TO DO =
1. What do black beans in a sweetened soy sauce symbolize, according to the New Year's foods post?
2. Retype the New Year's foods post between "In Japan it" and "name a few.", inclusive.

DOCUMENT =

Monday, December 31, 2012

New Year's Foods of East and West

Meaning of New Year's Day in the East

For Asians, particularly northeast Asians, New Year's is a time of connectedness with the family, in the present times the family refers to the nuclear family but traditionally the entire patriarchally linked extended family was part of the on-going celebrations. New Year's was a time of silence and reverence for saying goodbye reverently to the old year of sustenance and greeting the New Year with enthusiasm and the hope of abundance and good health.

Different countries in northeast Asia (China, Korea and Japan) have distinctive foods for celebrating the New Year. Following is a food item traditionally included in the New Year's celebration for greeting a New Year.

Rice cake soup in Korea

Rice cakes are an essential part of celebrations in Korean holiday festivities, birthday celebrations, weddings, ancestor veneration ceremonies, Chuseok (Thanksgiving) and of course Seollal (lunar New Year's day). Traditionally Koreans did not celebrate their individual birthdays, formerly criticized as being selfish as it reflected the western attitude of 'individualism'. Koreans traditionally celebrated their birthdays collectively on Seollal when everyone was served a bowl of rice cake soup (떡국) and after consuming the soup, everyone turned a year older together.

Osechi in Japan

In Japan it was traditional bad luck to cook during the first three days of the new year and so special boxes known as juubako (重箱) were desiged to hold special traditional foods to be eaten during those three days of reflecting on the new year. Each of the foods known as osechi-ryouri (御節料理 or お節料理) symbolize some wish for the New Year - long life, abudance in the harvest, health, and more. [For more detailed look at many of the osechi-ryouri dishes and their meanings go the blogsite Japan On-line]. Black beans in a sweetened soysauce symbolize health, anchovies symbolize abundant harvest, roe symbolize fertility and family prosperity (the meaning comes from Japanese homophonic word play) ... to name a few.

DATASET CONTENT =

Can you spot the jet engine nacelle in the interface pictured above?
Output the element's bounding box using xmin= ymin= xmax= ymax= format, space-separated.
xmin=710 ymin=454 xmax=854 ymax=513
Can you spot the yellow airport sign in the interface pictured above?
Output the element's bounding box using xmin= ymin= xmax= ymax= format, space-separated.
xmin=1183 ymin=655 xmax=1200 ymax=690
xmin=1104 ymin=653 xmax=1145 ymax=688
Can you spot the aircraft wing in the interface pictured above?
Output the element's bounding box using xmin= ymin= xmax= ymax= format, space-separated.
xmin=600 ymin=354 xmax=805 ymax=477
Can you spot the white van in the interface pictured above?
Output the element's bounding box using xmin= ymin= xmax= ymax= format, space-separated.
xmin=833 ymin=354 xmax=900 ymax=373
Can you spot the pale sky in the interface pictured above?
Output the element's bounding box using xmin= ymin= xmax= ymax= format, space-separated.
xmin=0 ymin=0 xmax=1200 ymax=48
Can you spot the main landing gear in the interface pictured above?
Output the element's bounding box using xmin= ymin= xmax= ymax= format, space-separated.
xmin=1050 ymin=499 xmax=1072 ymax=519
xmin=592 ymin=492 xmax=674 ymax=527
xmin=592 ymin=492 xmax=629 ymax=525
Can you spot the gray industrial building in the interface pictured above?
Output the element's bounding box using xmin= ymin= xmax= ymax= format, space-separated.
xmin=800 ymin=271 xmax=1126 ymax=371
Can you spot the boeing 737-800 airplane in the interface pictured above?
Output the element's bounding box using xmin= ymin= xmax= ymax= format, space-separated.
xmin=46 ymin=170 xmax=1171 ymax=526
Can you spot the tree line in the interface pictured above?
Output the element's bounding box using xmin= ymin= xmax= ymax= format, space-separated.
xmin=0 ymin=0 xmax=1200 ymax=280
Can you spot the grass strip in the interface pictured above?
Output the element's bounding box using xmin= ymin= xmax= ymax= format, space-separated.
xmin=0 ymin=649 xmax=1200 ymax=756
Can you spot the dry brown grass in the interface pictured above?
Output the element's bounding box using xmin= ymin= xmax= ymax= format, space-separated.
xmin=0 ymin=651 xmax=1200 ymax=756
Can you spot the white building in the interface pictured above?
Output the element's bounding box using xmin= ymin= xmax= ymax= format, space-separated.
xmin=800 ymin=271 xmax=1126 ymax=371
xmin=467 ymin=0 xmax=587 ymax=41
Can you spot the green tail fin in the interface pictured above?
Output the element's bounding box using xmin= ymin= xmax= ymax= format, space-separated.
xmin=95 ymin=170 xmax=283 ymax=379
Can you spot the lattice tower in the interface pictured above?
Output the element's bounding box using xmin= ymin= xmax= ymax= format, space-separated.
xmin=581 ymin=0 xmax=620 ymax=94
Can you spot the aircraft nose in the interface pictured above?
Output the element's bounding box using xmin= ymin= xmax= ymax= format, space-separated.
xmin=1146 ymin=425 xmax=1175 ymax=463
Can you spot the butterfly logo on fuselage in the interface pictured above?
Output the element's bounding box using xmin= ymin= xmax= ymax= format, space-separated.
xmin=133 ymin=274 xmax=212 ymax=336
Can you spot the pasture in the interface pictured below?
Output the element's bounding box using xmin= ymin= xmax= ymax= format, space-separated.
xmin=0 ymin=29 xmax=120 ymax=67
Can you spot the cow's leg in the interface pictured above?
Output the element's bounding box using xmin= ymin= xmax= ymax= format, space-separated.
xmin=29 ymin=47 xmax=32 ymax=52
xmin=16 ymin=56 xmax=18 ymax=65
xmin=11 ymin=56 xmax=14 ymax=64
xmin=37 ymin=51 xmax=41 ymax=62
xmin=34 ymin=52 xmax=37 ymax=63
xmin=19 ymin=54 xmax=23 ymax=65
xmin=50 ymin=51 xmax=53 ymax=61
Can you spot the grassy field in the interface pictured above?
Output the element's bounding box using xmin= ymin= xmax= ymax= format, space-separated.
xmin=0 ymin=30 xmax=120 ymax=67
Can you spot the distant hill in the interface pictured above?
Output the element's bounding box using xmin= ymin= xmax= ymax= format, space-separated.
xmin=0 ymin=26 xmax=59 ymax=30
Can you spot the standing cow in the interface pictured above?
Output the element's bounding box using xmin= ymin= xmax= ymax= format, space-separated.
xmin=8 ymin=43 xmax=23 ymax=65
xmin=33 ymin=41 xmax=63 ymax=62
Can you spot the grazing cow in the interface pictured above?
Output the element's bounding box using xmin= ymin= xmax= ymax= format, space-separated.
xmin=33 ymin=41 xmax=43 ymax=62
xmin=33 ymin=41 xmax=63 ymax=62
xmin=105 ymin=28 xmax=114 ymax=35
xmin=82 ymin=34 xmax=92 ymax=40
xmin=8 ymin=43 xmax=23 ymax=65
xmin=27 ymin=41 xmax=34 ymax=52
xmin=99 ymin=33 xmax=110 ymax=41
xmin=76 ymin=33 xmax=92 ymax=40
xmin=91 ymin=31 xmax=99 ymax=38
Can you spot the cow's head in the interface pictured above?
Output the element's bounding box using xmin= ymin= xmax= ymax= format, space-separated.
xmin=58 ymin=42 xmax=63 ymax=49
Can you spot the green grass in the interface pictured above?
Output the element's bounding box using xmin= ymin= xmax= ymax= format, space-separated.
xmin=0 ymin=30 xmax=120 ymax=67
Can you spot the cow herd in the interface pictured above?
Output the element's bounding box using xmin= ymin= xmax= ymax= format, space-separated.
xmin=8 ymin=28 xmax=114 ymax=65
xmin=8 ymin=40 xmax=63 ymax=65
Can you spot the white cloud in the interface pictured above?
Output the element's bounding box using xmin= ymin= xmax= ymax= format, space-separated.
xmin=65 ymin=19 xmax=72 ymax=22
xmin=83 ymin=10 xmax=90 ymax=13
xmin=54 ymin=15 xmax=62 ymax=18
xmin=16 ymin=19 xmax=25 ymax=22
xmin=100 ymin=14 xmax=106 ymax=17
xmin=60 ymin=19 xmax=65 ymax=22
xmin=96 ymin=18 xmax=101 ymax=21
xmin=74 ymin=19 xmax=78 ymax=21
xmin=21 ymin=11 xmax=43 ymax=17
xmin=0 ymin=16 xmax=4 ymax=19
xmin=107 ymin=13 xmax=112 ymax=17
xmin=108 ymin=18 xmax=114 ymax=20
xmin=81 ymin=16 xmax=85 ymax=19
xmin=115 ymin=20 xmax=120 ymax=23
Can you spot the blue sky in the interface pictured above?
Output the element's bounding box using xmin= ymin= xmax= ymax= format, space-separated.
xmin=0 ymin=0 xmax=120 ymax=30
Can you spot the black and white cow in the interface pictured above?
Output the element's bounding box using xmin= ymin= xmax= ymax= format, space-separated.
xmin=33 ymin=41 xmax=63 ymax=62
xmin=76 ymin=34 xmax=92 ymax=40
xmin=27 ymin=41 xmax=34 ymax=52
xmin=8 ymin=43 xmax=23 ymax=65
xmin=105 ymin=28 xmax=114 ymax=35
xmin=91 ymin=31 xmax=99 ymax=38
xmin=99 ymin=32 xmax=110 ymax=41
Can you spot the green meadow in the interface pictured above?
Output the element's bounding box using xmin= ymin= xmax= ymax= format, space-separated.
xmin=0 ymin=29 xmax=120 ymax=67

ANSWERS IN ORDER =
1. Health.

2.
In Japan it was traditional bad luck to cook during the first three days of the new year and so special boxes known as juubako (重箱) were desiged to hold special traditional foods to be eaten during those three days of reflecting on the new year. Each of the foods known as osechi-ryouri (御節料理 or お節料理) symbolize some wish for the New Year - long life, abudance in the harvest, health, and more. [For more detailed look at many of the osechi-ryouri dishes and their meanings go the blogsite Japan On-line]. Black beans in a sweetened soysauce symbolize health, anchovies symbolize abundant harvest, roe symbolize fertility and family prosperity (the meaning comes from Japanese homophonic word play) ... to name a few.